Raw records:
__________

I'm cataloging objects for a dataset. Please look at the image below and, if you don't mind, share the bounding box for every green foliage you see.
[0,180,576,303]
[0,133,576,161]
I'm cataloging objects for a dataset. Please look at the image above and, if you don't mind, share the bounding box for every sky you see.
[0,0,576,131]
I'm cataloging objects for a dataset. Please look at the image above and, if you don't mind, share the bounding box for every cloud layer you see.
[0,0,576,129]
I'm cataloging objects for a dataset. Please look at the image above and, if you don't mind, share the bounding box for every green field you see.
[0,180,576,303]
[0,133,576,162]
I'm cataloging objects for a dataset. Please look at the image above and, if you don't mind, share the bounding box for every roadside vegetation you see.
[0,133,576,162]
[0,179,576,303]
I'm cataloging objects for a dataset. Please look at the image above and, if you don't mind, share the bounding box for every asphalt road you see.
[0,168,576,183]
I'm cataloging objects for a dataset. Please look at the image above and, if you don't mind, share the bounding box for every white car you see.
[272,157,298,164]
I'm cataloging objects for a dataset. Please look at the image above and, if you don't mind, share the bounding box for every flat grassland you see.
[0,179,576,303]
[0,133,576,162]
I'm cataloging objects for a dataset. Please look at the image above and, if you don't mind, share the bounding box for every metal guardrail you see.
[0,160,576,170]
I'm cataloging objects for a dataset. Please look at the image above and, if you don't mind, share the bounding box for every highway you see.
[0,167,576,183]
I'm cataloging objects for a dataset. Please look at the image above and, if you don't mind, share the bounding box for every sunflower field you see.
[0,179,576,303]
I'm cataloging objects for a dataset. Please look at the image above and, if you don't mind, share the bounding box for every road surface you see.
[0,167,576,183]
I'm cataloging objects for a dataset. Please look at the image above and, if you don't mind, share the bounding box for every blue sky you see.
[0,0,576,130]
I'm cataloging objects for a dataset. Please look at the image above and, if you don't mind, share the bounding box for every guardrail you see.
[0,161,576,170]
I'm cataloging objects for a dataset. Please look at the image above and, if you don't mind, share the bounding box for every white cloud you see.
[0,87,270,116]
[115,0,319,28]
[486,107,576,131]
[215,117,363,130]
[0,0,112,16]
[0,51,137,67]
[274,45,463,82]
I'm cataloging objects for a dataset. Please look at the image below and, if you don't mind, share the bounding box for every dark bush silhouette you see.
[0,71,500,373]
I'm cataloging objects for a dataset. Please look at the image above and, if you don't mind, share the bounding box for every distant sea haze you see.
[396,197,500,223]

__________

Your objective: Rewrite the rows starting with the line with "blue sky you see." and going on through the line with "[0,71,500,373]", substituting "puffy cloud" for "white cloud" and leaving everything else unchanged. Give only those lines.

Solution to the exercise:
I'm cataloging objects for a dataset. Please look at the image above and, if you don't mind, share the bounding box for every blue sky you see.
[0,0,576,130]
I'm cataloging objects for a dataset. Please look at the image above and, if you don't mind, share the bounding box for every guardrail you see.
[0,161,576,170]
I'm cataloging objects for a dataset. Please look at the image above and, if you don't mind, share the bounding box for every puffy cloud you see.
[0,87,270,116]
[115,0,319,28]
[486,107,576,131]
[215,117,363,130]
[0,0,112,16]
[0,51,137,67]
[274,45,463,82]
I'm cataloging objects for a dataset. Please look at the image below and, if you don't mind, share the bounding box for every dark bush silhouette you see.
[0,71,500,373]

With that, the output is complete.